What is being asked: Write out, from the entries below, exactly the lines that run between the lines holding "column 728, row 625" and "column 1174, row 780", inclusive, and stop there.

[Dataset entries]
- - -

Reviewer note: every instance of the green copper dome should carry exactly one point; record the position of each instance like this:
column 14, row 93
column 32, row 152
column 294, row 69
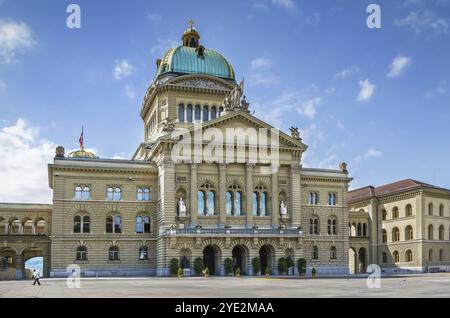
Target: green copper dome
column 192, row 58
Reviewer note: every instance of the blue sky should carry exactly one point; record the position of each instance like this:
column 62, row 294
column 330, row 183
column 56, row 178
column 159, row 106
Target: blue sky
column 375, row 98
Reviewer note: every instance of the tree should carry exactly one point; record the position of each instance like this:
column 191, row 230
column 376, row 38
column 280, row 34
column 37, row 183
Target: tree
column 228, row 264
column 282, row 266
column 198, row 265
column 301, row 266
column 256, row 266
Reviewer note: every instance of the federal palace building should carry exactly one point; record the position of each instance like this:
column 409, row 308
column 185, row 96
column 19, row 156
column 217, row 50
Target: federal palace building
column 210, row 180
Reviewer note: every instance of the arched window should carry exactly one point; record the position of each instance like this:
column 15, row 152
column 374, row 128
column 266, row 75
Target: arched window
column 260, row 201
column 189, row 113
column 81, row 253
column 143, row 253
column 205, row 114
column 409, row 233
column 113, row 193
column 395, row 213
column 206, row 197
column 315, row 252
column 331, row 227
column 181, row 113
column 395, row 234
column 86, row 224
column 314, row 226
column 113, row 253
column 113, row 224
column 333, row 253
column 213, row 112
column 198, row 113
column 331, row 198
column 313, row 198
column 396, row 256
column 142, row 224
column 143, row 194
column 77, row 224
column 441, row 233
column 430, row 232
column 408, row 256
column 408, row 210
column 82, row 193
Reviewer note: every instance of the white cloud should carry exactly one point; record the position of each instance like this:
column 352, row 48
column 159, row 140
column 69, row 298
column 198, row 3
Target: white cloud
column 15, row 37
column 129, row 91
column 23, row 164
column 123, row 69
column 366, row 91
column 153, row 17
column 426, row 20
column 308, row 108
column 346, row 72
column 398, row 66
column 162, row 45
column 260, row 64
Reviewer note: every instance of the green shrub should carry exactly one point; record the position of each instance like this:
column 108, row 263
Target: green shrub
column 301, row 266
column 198, row 265
column 174, row 264
column 282, row 266
column 256, row 266
column 228, row 264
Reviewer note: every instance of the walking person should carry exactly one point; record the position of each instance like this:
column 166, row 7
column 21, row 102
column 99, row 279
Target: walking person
column 36, row 278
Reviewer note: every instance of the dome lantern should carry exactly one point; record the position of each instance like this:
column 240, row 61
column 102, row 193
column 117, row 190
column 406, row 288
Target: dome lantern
column 190, row 36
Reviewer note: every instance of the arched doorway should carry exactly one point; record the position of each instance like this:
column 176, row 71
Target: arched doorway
column 239, row 256
column 362, row 260
column 266, row 257
column 352, row 261
column 211, row 259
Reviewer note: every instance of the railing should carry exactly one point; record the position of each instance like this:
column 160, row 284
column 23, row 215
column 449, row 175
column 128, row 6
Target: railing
column 201, row 231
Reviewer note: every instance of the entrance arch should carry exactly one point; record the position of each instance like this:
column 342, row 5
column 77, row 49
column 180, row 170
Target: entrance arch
column 362, row 255
column 266, row 254
column 211, row 259
column 240, row 256
column 352, row 261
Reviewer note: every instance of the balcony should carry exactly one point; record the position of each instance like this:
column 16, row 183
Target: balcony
column 216, row 232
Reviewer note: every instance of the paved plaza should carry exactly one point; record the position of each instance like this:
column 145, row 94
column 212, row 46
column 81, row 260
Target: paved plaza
column 428, row 285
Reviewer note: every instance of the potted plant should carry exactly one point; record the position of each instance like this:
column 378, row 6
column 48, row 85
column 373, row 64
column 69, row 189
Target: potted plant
column 301, row 266
column 256, row 266
column 228, row 264
column 174, row 265
column 282, row 266
column 198, row 266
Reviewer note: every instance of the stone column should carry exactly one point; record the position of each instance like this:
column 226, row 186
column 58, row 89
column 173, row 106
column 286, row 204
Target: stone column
column 20, row 267
column 222, row 194
column 275, row 201
column 295, row 206
column 193, row 197
column 249, row 193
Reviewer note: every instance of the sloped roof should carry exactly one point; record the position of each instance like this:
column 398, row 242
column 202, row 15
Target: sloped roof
column 390, row 188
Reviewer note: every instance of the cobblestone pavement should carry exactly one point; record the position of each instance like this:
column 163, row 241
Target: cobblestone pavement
column 428, row 285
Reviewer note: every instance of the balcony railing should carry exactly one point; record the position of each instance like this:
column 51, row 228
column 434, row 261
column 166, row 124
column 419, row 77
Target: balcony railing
column 233, row 232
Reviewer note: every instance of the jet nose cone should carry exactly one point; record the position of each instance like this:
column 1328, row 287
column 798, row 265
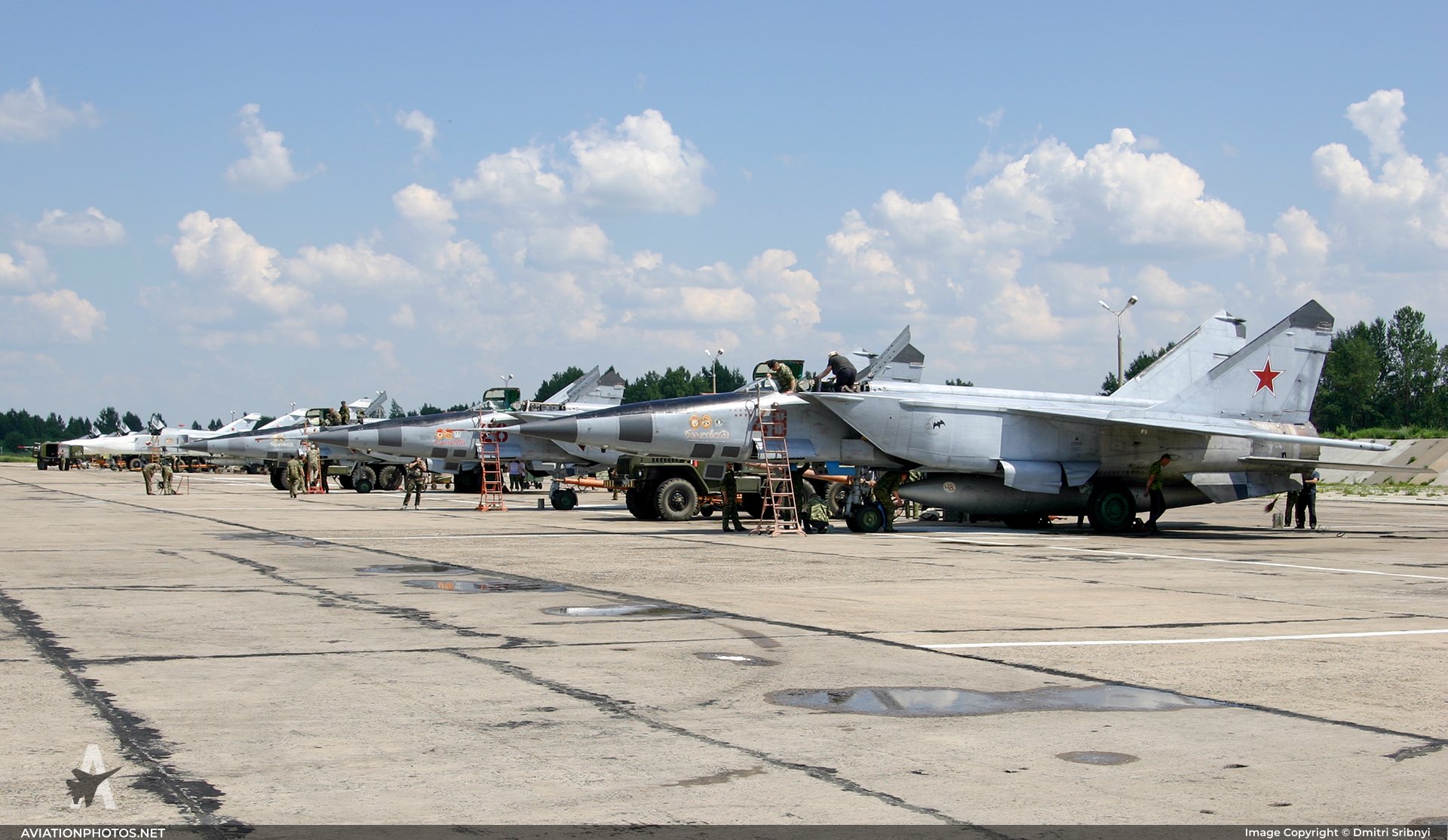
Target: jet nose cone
column 330, row 437
column 563, row 429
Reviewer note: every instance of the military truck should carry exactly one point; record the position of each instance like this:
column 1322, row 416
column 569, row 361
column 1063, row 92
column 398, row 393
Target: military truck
column 51, row 454
column 675, row 490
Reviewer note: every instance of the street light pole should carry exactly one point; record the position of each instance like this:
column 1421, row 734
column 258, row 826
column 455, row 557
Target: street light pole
column 1118, row 313
column 714, row 368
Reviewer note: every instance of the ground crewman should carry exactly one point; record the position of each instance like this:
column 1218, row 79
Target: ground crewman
column 1158, row 501
column 784, row 376
column 167, row 489
column 314, row 475
column 148, row 473
column 885, row 494
column 729, row 492
column 842, row 369
column 416, row 475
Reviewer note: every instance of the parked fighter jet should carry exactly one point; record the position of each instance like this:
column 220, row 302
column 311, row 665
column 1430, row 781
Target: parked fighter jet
column 1237, row 432
column 449, row 440
column 1232, row 418
column 270, row 446
column 135, row 446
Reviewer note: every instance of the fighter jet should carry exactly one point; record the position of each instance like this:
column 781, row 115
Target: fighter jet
column 1238, row 431
column 1232, row 416
column 449, row 440
column 270, row 446
column 135, row 446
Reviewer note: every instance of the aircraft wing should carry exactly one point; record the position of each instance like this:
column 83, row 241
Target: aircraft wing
column 1167, row 423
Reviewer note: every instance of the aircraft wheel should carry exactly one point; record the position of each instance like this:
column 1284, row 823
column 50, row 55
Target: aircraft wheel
column 1112, row 509
column 390, row 477
column 870, row 519
column 676, row 498
column 640, row 504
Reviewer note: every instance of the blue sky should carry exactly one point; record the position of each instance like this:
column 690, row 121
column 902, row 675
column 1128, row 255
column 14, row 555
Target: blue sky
column 213, row 207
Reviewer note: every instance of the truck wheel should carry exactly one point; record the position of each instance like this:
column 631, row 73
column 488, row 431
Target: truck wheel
column 640, row 503
column 676, row 498
column 1112, row 509
column 364, row 480
column 563, row 498
column 867, row 519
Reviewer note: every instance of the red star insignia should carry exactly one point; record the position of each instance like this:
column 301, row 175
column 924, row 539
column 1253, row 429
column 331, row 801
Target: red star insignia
column 1266, row 376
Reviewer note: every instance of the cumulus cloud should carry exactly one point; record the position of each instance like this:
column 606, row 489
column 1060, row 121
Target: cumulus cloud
column 640, row 165
column 1399, row 216
column 426, row 209
column 513, row 180
column 268, row 165
column 67, row 311
column 248, row 268
column 28, row 116
column 426, row 132
column 89, row 228
column 355, row 265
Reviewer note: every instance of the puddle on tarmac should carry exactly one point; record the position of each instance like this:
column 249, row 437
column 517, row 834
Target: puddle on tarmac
column 410, row 569
column 627, row 610
column 960, row 701
column 1094, row 758
column 270, row 538
column 486, row 585
column 736, row 659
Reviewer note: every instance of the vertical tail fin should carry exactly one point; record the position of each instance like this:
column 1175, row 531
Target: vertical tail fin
column 1272, row 379
column 1189, row 360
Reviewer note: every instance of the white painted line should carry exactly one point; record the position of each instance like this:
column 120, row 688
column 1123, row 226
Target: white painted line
column 1257, row 564
column 443, row 538
column 1177, row 640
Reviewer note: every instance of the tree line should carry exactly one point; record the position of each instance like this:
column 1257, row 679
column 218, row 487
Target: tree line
column 19, row 428
column 1386, row 376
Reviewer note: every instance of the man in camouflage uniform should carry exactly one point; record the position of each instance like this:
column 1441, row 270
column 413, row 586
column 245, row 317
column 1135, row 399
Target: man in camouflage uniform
column 314, row 474
column 294, row 474
column 416, row 475
column 885, row 494
column 149, row 473
column 167, row 471
column 784, row 376
column 729, row 492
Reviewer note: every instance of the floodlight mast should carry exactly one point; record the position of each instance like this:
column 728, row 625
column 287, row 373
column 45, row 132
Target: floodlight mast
column 1118, row 313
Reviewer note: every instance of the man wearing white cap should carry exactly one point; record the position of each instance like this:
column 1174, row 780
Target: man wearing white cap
column 842, row 369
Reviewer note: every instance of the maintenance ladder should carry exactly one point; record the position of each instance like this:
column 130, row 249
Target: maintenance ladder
column 781, row 514
column 489, row 452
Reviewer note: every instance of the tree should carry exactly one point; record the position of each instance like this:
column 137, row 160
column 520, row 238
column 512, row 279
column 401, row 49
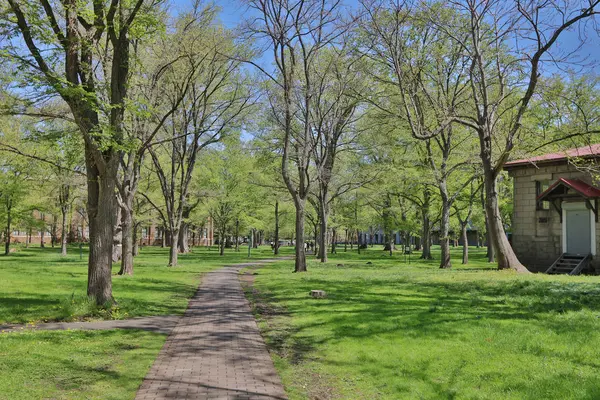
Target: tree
column 225, row 177
column 463, row 212
column 505, row 45
column 60, row 46
column 296, row 33
column 212, row 108
column 166, row 64
column 336, row 79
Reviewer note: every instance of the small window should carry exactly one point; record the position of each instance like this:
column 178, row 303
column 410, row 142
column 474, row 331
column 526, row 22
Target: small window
column 541, row 187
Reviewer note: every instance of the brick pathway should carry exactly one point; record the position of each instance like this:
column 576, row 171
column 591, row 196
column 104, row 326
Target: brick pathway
column 215, row 351
column 160, row 324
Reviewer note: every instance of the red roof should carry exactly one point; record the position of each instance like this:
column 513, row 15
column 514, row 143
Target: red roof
column 592, row 150
column 584, row 189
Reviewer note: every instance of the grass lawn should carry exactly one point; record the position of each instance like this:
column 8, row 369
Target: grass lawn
column 75, row 364
column 38, row 284
column 394, row 330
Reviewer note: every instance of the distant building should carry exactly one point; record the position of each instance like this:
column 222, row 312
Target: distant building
column 555, row 215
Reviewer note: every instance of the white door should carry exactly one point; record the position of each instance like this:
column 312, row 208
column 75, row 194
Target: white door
column 578, row 232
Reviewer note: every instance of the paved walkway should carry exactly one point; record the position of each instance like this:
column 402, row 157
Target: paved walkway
column 216, row 350
column 160, row 324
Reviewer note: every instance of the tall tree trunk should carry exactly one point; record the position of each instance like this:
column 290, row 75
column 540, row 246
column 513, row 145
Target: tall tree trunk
column 8, row 227
column 101, row 214
column 504, row 252
column 43, row 233
column 118, row 237
column 445, row 261
column 323, row 231
column 63, row 234
column 127, row 243
column 134, row 240
column 276, row 245
column 222, row 241
column 426, row 229
column 333, row 240
column 183, row 238
column 465, row 243
column 173, row 248
column 300, row 263
column 237, row 235
column 346, row 240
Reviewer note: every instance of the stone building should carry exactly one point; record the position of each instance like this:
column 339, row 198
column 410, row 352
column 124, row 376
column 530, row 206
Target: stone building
column 555, row 215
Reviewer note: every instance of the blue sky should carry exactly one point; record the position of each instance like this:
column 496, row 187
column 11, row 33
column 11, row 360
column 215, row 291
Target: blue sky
column 234, row 11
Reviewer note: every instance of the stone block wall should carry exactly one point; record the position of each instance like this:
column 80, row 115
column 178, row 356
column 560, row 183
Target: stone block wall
column 537, row 234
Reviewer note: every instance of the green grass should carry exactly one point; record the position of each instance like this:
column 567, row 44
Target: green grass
column 40, row 285
column 394, row 330
column 75, row 364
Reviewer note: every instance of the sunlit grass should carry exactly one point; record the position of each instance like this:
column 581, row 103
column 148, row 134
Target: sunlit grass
column 396, row 329
column 75, row 364
column 40, row 285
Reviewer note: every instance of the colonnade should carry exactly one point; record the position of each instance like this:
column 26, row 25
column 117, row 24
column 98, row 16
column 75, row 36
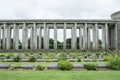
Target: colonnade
column 88, row 35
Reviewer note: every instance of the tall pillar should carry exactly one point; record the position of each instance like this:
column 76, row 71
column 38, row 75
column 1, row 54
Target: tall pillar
column 48, row 37
column 55, row 36
column 89, row 38
column 4, row 35
column 35, row 37
column 74, row 37
column 116, row 38
column 8, row 38
column 106, row 33
column 15, row 36
column 80, row 38
column 40, row 37
column 103, row 37
column 85, row 37
column 96, row 36
column 45, row 36
column 64, row 36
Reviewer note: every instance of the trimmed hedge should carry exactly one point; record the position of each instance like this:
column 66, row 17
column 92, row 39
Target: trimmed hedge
column 115, row 63
column 64, row 65
column 90, row 66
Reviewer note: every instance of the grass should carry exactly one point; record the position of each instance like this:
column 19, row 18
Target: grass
column 45, row 63
column 59, row 75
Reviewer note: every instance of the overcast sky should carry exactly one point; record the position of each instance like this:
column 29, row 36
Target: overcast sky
column 58, row 9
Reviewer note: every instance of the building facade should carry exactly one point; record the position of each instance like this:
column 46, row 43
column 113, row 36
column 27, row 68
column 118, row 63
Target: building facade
column 33, row 35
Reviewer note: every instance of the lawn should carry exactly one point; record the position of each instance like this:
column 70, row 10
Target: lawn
column 59, row 75
column 45, row 63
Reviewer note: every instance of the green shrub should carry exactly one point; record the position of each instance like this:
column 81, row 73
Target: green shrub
column 64, row 65
column 17, row 58
column 115, row 63
column 63, row 56
column 39, row 67
column 90, row 66
column 73, row 55
column 32, row 58
column 79, row 60
column 108, row 58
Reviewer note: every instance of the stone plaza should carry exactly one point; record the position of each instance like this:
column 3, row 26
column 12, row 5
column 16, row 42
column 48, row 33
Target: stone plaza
column 88, row 31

- - -

Exercise solution:
column 728, row 625
column 287, row 373
column 45, row 132
Target: floodlight mast
column 1118, row 313
Reviewer note: every instance of the man wearing white cap should carry exactly one point; record the position of each instance like this:
column 1174, row 780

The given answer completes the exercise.